2. Theoretisch raamwerk

2.1 Financial disclosure

Het belang van een hoge audit quality vindt zijn oorsprong in de principes van financial disclosure. Volgens Beyer et al. (2010) wordt de incentive voor verslaggeving gedreven door de kapitaalverschaffers. Kapitaalverschaffers kunnen de potentie van de diverse ondernemingen berekenen om mogelijke investering te onderbouwen, de valuation role. Ook kunnen de kapitaalverschaffers die geïnvesteerd hebben in een onderneming met het gebruik van verslaggeving de prestaties van de onderneming beoordelen, de stewardship role (Beyer et al., 2010).

Om de onderneming juist te kunnen waarderen (voor zowel de valuation role als de stewardship role) hebben de kapitaalverschaffers informatie nodig. In hun onderzoek geven Beyer et al. (2010) aan dat de vraag naar informatie gepaard gaat met twee risico` s. Allereerst hebben de managers binnen de ondernemingen meer informatie over de toekomstige prestaties van de ondernemingen dan de kapitaalverschaffers (information asymmetry). Aangezien de managers van de ondernemingen veelal worden beoordeeld op de prestaties van de onderneming hebben zij er baat bij om goede resultaten te presenteren. Voor de kapitaalverschaffers is het daarom moeilijk om de onderneming juist te waarderen, met onder- of overwaardering tot gevolg (adverse selection). Ten tweede zorgt de scheiding van eigendom en control voor een probleem voor kapitaalverschaffers. De managers van de onderneming zijn bevoegd tot het nemen van beslissingen namens de onderneming. Aangezien zij worden beloond voor goede resultaten, maar niet aansprakelijk zijn voor eventuele verliezen zijn zij geneigd meer risico te nemen en de kapitaalverschaffers te misleiden (moral hazard). Deze mogelijke risico`s leiden er toe dat het management periodiek informatie verschaft in de vorm van de jaarrekening. De participanten van de kapitaalmarkt kunnen op basis van deze jaarrekening geïnformeerde beslissingen nemen over aankoop of verkoop van eigendomsrechten. Daarnaast kan op basis van de gerapporteerde informatie een oordeel worden geveld of het management de juiste beslissingen heeft genomen in het beste belang van de aandeelhouder (Beyer et al., 2010). Gegeven de cruciale rol die het management speelt bij de totstandkoming van de rapportages geven Armstrong et al. (2010) tevens aan dat de verschillende belangen zorgen voor vraag naar meer zekerheid.

Volgens DeAngelo (1981) zorgen de risico`s op adverse selection en moral hazard voor de vraag naar financial disclosure. Om de kapitaalverschaffers ervan te overtuigen dat de verstrekte informatie betrouwbaar is, veroorzaakt dit een vraag naar de diensten van de externe

(10)

10 accountant (DeAngelo, 1981). De externe accountant verstrekt een oordeel bij de verstrekte informatie omtrent de getrouwe weergave van de gepresenteerde cijfers en de mate waarin de opgestelde rapportages in lijn zijn met de geldende wet- en regelgeving.

════

• OPDRACHT 1: Noem alle bronnen die het tekstgedeelte over financial disclosure aanhaalt, met auteurs en jaartal.
• OPDRACHT 2: Citeer alsjeblieft uit het tekstgedeelte het deel dat opent met de woorden waarin "Volgens DeAngelo (1981)" staat en sluit met "wet- en regelgeving.".
Voor het werken met deze tekst zijn de rijen niet nodig.

• GETOONDE GEGEVENS:
════

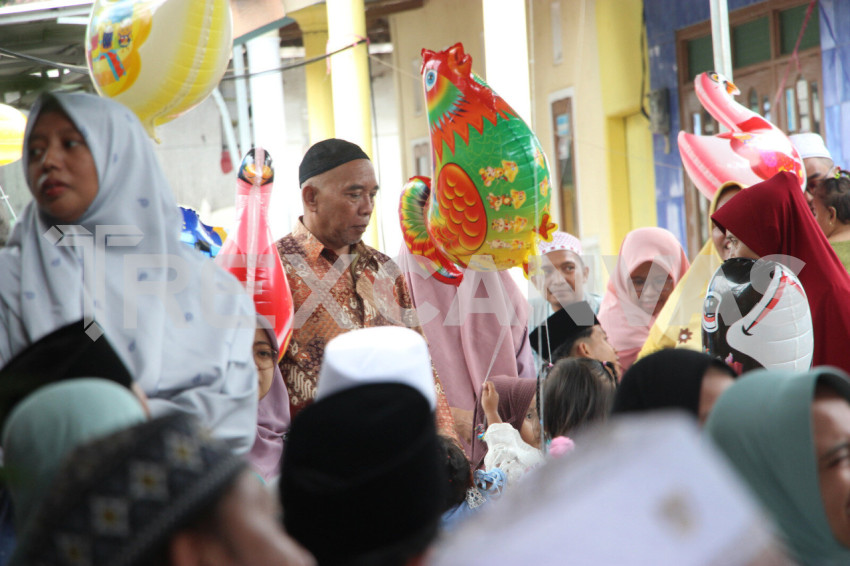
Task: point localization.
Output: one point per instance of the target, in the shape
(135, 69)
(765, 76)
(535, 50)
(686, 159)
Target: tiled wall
(835, 57)
(663, 18)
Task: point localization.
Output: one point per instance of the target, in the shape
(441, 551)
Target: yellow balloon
(160, 58)
(12, 126)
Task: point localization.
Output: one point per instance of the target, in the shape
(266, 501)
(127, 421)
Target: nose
(49, 157)
(367, 204)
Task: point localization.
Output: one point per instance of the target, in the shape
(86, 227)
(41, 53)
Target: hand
(463, 424)
(490, 403)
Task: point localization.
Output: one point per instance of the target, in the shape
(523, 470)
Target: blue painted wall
(663, 18)
(835, 60)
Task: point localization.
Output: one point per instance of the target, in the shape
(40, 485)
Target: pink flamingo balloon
(752, 151)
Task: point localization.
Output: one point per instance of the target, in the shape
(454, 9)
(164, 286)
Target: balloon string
(5, 197)
(71, 68)
(303, 63)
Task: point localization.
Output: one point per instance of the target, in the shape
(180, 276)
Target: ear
(184, 549)
(309, 196)
(582, 350)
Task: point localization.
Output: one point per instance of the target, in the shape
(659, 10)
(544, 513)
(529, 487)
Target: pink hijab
(626, 324)
(477, 329)
(272, 424)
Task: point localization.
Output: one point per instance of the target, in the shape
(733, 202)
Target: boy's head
(458, 471)
(374, 487)
(578, 391)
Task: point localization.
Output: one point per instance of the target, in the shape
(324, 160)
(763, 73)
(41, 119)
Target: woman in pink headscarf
(475, 330)
(650, 263)
(273, 409)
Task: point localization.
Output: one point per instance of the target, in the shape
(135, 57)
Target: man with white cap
(563, 278)
(362, 481)
(816, 159)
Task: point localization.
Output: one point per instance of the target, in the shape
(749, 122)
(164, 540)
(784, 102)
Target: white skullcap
(561, 241)
(383, 354)
(810, 145)
(653, 480)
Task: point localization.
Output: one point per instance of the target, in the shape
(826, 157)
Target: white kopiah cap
(383, 354)
(810, 145)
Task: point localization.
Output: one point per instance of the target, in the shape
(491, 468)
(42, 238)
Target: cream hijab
(182, 325)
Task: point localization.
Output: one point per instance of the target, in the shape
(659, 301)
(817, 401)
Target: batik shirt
(334, 294)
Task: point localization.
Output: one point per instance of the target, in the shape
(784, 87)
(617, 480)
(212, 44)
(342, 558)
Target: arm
(224, 397)
(490, 403)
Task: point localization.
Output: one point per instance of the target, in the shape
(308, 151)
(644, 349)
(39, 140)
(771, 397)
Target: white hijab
(182, 325)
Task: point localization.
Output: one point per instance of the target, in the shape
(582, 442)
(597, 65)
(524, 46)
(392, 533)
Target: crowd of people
(149, 415)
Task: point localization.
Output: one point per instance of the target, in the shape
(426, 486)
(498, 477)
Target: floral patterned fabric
(334, 294)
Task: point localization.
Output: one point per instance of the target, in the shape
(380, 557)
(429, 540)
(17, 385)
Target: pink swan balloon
(752, 151)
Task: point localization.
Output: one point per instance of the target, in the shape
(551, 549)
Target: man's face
(831, 431)
(816, 169)
(564, 276)
(248, 531)
(339, 203)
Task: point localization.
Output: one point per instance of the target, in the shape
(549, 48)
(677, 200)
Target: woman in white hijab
(100, 243)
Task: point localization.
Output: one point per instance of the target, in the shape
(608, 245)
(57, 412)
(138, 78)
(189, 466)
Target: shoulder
(288, 244)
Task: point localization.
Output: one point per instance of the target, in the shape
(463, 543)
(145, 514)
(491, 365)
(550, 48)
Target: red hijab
(773, 217)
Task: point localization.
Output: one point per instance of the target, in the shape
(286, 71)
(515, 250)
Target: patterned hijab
(763, 423)
(187, 331)
(50, 423)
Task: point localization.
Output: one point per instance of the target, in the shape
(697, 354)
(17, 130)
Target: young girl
(511, 439)
(578, 391)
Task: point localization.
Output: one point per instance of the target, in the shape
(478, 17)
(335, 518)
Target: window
(763, 37)
(564, 160)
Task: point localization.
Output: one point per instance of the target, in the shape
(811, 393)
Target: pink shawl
(477, 329)
(272, 424)
(626, 324)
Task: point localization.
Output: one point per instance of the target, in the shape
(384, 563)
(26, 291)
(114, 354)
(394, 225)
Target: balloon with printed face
(160, 58)
(752, 151)
(249, 251)
(205, 239)
(487, 202)
(12, 126)
(756, 314)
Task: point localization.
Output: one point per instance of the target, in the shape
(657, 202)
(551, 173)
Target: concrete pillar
(269, 130)
(313, 22)
(506, 53)
(351, 86)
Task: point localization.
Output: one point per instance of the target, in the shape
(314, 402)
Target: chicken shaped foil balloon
(249, 252)
(752, 151)
(487, 202)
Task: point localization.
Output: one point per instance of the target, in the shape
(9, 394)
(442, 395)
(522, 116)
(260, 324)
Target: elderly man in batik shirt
(339, 283)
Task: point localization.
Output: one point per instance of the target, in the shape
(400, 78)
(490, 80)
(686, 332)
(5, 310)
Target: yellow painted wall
(629, 172)
(437, 25)
(579, 71)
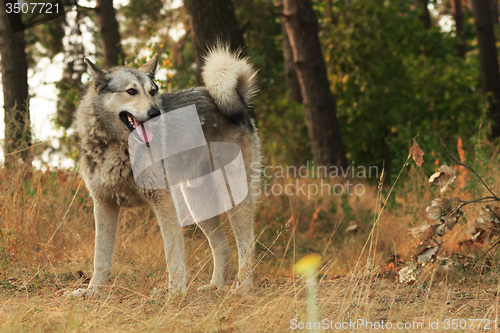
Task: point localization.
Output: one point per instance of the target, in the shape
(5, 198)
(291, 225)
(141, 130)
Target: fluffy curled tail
(230, 80)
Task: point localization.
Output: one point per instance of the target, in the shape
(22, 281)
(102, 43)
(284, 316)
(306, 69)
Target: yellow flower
(308, 265)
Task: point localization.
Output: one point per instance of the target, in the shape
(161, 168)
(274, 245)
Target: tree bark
(319, 104)
(488, 58)
(15, 88)
(213, 20)
(291, 80)
(458, 14)
(494, 11)
(110, 33)
(424, 15)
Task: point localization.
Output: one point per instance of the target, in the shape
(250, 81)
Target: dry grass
(47, 234)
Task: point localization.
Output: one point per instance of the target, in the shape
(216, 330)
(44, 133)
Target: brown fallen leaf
(417, 153)
(444, 177)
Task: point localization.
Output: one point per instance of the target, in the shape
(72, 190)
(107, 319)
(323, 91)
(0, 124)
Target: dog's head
(126, 97)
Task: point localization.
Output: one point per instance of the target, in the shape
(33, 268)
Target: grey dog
(122, 99)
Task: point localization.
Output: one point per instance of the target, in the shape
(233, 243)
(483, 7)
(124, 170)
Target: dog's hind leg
(106, 224)
(173, 240)
(220, 251)
(242, 221)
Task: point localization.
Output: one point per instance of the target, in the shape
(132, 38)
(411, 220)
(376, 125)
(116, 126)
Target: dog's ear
(98, 74)
(150, 67)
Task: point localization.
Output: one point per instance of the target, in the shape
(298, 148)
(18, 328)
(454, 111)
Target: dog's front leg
(173, 241)
(106, 223)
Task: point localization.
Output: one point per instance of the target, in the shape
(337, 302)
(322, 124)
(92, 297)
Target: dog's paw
(91, 292)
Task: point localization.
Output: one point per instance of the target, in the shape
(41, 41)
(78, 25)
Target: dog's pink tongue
(143, 130)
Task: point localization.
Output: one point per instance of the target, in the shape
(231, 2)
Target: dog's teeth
(131, 120)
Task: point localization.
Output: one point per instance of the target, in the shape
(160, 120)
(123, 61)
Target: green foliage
(393, 78)
(283, 131)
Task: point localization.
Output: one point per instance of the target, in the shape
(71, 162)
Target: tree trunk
(424, 15)
(213, 20)
(291, 80)
(458, 14)
(110, 33)
(488, 58)
(319, 103)
(15, 88)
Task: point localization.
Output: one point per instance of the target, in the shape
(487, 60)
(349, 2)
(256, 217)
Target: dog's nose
(153, 113)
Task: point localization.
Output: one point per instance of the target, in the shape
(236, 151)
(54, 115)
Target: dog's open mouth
(134, 124)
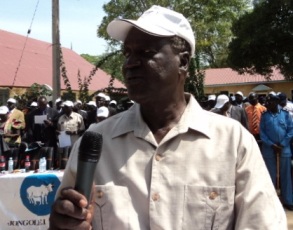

════

• ANTWOORD 1:
Beyer et al. (2010)
Armstrong et al. (2010)
DeAngelo (1981)

• ANTWOORD 2:
Volgens DeAngelo (1981) zorgen de risico`s op adverse selection en moral hazard voor de vraag naar financial disclosure. Om de kapitaalverschaffers ervan te overtuigen dat de verstrekte informatie betrouwbaar is, veroorzaakt dit een vraag naar de diensten van de externe

(10)

10 accountant (DeAngelo, 1981). De externe accountant verstrekt een oordeel bij de verstrekte informatie omtrent de getrouwe weergave van de gepresenteerde cijfers en de mate waarin de opgestelde rapportages in lijn zijn met de geldende wet- en regelgeving.